## SUPPLIED INFORMATION
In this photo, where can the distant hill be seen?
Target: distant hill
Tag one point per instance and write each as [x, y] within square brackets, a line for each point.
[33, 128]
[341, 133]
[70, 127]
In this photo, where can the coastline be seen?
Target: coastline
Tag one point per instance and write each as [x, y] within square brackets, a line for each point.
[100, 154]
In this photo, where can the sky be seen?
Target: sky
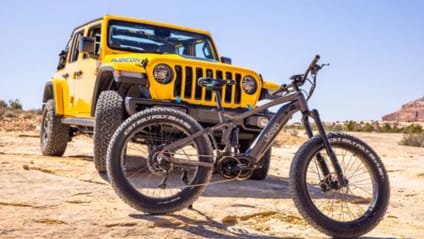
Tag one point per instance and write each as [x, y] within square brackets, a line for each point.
[375, 48]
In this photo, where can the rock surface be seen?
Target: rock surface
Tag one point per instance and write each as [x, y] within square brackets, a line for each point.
[64, 197]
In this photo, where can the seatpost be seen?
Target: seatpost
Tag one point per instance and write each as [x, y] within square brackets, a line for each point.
[220, 109]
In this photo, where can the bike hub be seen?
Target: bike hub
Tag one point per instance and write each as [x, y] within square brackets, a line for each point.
[159, 163]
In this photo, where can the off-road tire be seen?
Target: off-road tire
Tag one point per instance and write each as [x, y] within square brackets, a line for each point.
[124, 188]
[54, 135]
[108, 116]
[303, 200]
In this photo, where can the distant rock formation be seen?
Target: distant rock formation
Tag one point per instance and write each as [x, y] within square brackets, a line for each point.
[411, 111]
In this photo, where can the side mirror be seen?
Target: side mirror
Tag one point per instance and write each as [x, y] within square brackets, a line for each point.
[226, 60]
[62, 59]
[87, 45]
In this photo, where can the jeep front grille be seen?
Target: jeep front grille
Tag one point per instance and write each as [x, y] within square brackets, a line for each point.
[187, 89]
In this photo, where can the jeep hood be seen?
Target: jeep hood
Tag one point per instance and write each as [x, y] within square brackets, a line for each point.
[147, 60]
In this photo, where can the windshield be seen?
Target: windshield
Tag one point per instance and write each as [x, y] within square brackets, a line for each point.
[136, 37]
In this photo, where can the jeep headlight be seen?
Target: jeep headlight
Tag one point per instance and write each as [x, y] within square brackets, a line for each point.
[163, 73]
[249, 85]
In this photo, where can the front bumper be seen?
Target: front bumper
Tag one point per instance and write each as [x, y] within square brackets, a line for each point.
[205, 115]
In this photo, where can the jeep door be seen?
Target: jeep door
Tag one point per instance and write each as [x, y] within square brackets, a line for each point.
[85, 72]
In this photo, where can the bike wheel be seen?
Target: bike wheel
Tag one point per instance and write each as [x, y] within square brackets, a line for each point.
[146, 179]
[344, 212]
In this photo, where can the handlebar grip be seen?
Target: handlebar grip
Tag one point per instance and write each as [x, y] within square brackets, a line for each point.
[314, 61]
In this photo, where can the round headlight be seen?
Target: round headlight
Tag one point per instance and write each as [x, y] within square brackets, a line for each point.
[249, 85]
[163, 74]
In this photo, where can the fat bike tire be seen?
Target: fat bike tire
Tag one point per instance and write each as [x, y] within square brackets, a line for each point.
[135, 142]
[346, 212]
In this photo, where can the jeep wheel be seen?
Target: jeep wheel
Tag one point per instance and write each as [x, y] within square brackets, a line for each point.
[54, 135]
[262, 172]
[108, 116]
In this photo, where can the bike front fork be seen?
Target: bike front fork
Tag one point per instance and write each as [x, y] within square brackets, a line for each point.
[330, 152]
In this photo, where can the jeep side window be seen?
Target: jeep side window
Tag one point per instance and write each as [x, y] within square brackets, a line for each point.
[74, 50]
[202, 50]
[62, 56]
[95, 32]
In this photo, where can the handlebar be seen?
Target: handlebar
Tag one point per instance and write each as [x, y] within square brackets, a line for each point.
[299, 80]
[312, 67]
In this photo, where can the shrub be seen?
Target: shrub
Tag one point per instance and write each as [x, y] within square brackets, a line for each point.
[413, 139]
[3, 104]
[15, 104]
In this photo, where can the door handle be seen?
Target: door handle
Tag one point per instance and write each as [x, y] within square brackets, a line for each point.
[77, 74]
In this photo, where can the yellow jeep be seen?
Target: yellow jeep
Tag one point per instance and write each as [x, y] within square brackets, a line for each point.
[115, 66]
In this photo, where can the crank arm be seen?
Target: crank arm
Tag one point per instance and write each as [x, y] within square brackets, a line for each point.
[187, 162]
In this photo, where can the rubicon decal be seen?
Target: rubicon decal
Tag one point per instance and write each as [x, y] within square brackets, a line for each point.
[126, 59]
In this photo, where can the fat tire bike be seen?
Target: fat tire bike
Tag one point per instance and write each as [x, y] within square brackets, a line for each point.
[160, 160]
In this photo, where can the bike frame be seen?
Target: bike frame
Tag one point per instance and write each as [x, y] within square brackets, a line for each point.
[295, 102]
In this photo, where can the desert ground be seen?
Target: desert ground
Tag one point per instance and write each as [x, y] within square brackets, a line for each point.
[64, 197]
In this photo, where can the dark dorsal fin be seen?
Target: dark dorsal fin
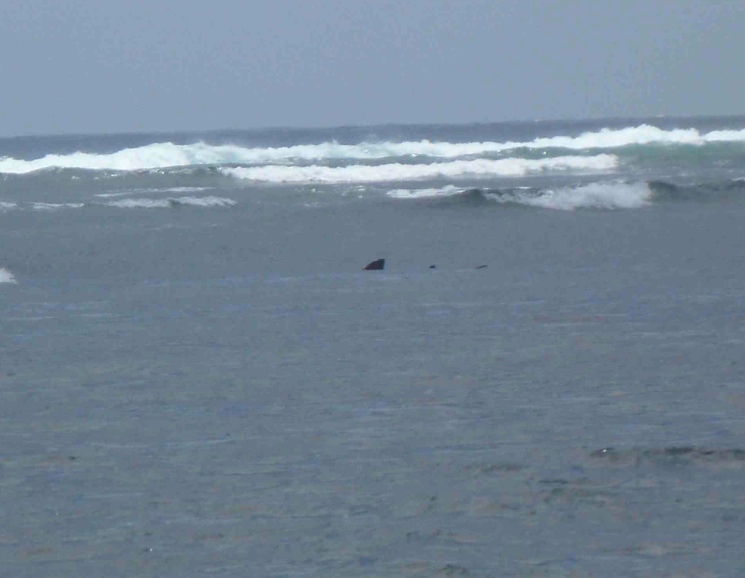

## GIVEN PROBLEM
Copy the listing word for word, starting with the line that contains "In this photo, where can the fat tire" and going on through the end of the listing. Leave out any pictures.

## TASK RESPONSE
In this photo, where can the fat tire bike be seen?
Target: fat tire bike
Tag one point per instance and write each as [x, y] within square brackets, a line for each point.
[160, 160]
In this photo, where can the bike frame be seen?
Target: bike frame
Tag one point per instance and write each as [x, y] within square brackets, a line for each point.
[295, 102]
In this photo, where can the desert ground be seen?
Target: desert ground
Tag one point per instance and write each as [x, y] within square brackets, a line for each point.
[64, 197]
In this photo, where can the dark dorsal fin be seen?
Target: dark dorsal fin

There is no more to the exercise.